Source data
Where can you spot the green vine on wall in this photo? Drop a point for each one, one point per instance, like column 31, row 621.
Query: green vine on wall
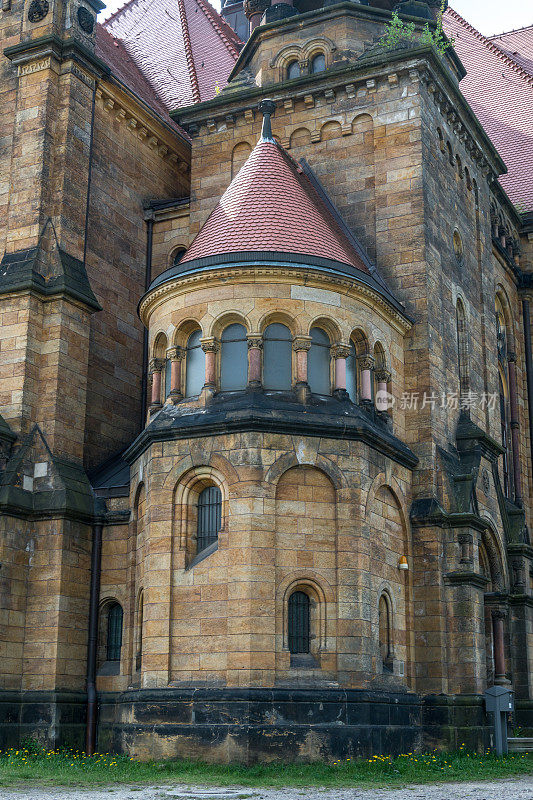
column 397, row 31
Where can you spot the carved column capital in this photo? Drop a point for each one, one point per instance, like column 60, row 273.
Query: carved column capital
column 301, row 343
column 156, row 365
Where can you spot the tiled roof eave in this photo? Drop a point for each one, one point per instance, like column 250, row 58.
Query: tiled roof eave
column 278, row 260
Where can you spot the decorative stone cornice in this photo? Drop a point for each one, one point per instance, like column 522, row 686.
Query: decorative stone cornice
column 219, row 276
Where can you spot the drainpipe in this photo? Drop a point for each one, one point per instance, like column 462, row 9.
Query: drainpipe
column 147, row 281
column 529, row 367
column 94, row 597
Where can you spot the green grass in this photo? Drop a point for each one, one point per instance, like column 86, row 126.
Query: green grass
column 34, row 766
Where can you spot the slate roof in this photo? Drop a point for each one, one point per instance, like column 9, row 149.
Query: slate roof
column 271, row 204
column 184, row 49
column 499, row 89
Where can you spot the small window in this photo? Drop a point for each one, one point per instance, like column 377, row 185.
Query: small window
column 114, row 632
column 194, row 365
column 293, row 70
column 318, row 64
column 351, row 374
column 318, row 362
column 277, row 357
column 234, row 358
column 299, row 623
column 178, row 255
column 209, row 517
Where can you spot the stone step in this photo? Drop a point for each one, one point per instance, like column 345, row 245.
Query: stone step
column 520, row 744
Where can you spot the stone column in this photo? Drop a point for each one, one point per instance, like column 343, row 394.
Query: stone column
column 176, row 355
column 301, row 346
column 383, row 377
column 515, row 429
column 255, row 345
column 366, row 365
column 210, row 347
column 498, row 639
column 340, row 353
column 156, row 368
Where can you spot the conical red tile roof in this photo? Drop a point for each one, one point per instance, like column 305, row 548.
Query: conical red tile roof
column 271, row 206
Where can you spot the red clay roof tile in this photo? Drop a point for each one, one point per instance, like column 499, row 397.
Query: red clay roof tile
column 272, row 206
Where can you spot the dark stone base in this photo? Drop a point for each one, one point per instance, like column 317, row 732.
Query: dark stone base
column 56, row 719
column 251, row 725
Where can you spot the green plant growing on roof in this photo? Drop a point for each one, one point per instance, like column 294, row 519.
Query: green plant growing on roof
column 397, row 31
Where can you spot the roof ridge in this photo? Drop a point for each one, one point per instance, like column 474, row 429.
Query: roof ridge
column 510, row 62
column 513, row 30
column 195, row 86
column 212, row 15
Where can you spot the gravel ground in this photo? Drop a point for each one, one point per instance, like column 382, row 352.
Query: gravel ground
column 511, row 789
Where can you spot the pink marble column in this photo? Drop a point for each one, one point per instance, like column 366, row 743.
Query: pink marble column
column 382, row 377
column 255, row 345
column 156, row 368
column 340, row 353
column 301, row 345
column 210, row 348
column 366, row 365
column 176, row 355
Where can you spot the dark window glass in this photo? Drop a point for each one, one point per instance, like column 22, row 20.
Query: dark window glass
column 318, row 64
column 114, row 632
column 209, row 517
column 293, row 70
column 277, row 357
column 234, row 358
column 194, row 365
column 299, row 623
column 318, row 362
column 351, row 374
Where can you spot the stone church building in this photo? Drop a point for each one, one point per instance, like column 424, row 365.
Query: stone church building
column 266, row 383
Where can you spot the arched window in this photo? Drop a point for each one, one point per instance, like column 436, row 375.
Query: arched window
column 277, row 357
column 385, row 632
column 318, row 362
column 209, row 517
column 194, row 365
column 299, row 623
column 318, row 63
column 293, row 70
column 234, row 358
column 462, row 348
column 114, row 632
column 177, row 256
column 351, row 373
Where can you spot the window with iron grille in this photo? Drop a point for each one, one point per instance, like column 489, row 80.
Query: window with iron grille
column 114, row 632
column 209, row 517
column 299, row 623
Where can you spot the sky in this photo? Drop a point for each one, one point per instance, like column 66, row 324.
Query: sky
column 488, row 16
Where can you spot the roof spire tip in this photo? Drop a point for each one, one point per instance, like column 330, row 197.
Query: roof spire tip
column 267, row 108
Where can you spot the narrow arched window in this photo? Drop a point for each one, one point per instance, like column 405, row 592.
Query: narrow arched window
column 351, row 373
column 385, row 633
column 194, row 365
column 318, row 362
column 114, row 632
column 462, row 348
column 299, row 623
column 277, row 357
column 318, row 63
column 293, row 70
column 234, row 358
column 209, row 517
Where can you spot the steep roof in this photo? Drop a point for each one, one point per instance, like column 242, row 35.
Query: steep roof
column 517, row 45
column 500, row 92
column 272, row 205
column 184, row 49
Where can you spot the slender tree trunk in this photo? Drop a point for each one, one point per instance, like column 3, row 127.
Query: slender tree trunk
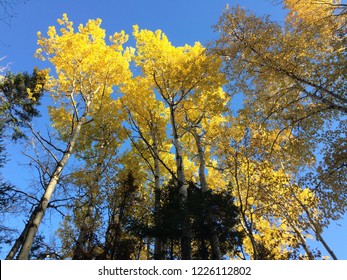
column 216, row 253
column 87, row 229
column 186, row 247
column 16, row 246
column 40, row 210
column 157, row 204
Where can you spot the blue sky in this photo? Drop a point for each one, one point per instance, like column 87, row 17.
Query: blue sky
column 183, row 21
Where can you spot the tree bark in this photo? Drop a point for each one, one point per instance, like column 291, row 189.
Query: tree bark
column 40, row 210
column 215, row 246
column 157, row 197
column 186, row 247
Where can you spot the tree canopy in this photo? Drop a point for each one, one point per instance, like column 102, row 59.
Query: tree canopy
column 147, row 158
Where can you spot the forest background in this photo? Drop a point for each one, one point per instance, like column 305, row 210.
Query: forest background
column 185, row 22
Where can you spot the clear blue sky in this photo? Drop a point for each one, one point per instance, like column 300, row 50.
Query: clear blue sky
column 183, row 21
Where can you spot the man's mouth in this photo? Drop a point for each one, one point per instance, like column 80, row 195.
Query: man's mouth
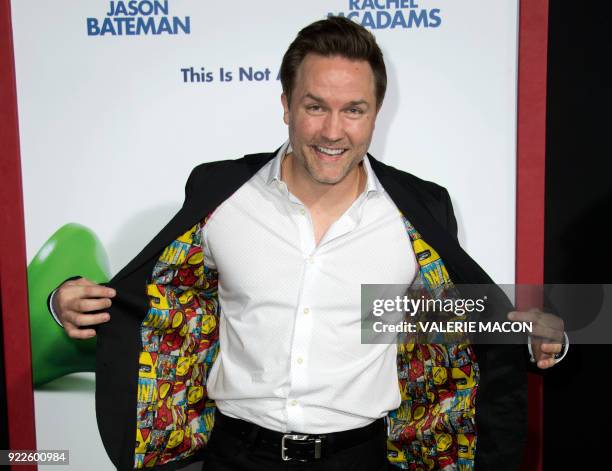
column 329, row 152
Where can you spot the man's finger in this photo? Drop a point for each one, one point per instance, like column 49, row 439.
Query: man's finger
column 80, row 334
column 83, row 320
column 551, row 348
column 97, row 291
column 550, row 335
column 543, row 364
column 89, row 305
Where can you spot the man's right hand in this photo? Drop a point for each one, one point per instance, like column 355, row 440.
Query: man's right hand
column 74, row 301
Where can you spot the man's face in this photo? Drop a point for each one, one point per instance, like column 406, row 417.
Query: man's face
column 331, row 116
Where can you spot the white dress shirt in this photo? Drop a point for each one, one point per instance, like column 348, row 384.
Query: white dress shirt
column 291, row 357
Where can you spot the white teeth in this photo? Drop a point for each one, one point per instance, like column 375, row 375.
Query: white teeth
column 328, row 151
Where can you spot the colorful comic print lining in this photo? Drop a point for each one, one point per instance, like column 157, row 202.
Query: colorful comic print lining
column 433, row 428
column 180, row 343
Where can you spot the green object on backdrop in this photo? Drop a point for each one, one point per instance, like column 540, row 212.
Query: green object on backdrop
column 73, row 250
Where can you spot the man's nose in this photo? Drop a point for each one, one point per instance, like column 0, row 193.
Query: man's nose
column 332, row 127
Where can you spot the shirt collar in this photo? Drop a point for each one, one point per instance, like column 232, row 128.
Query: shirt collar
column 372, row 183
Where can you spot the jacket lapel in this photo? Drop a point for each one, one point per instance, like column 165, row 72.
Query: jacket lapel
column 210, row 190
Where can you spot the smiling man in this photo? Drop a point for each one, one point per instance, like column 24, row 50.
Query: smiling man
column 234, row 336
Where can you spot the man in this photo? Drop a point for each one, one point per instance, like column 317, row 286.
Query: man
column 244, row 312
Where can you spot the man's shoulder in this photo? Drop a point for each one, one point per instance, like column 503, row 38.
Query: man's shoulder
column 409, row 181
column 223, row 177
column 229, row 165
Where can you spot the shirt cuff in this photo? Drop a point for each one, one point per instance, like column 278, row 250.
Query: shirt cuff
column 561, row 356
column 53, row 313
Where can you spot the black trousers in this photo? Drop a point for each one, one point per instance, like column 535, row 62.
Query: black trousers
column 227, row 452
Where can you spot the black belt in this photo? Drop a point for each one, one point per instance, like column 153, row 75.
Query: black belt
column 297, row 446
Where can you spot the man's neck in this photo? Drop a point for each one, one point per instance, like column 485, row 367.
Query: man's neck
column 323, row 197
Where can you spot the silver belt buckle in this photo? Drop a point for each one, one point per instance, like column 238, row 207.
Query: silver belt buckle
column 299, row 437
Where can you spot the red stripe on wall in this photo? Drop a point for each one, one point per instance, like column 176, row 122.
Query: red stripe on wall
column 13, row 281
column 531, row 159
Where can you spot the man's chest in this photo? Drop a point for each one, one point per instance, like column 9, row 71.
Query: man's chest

Task
The listing above holds a line with "Query: roof ridge" and a line with "Where can you spot the dark window". Print the stretch from the first through the second, exactly and alone.

Your solution
Query: roof ridge
column 510, row 62
column 513, row 30
column 195, row 86
column 212, row 15
Where can you spot the gravel ground in this photo? Drop a point for each one, one point per instance, like column 382, row 352.
Query: gravel ground
column 511, row 789
Where can you spot the pink marble column in this photo? Drop a point for each one, one point per instance, like column 366, row 743.
Query: pink marble column
column 382, row 377
column 255, row 345
column 156, row 368
column 340, row 353
column 301, row 345
column 210, row 348
column 366, row 365
column 176, row 355
Where can you spot the dark window glass in this photo? Drop a point for each one, one point per instance, like column 22, row 20.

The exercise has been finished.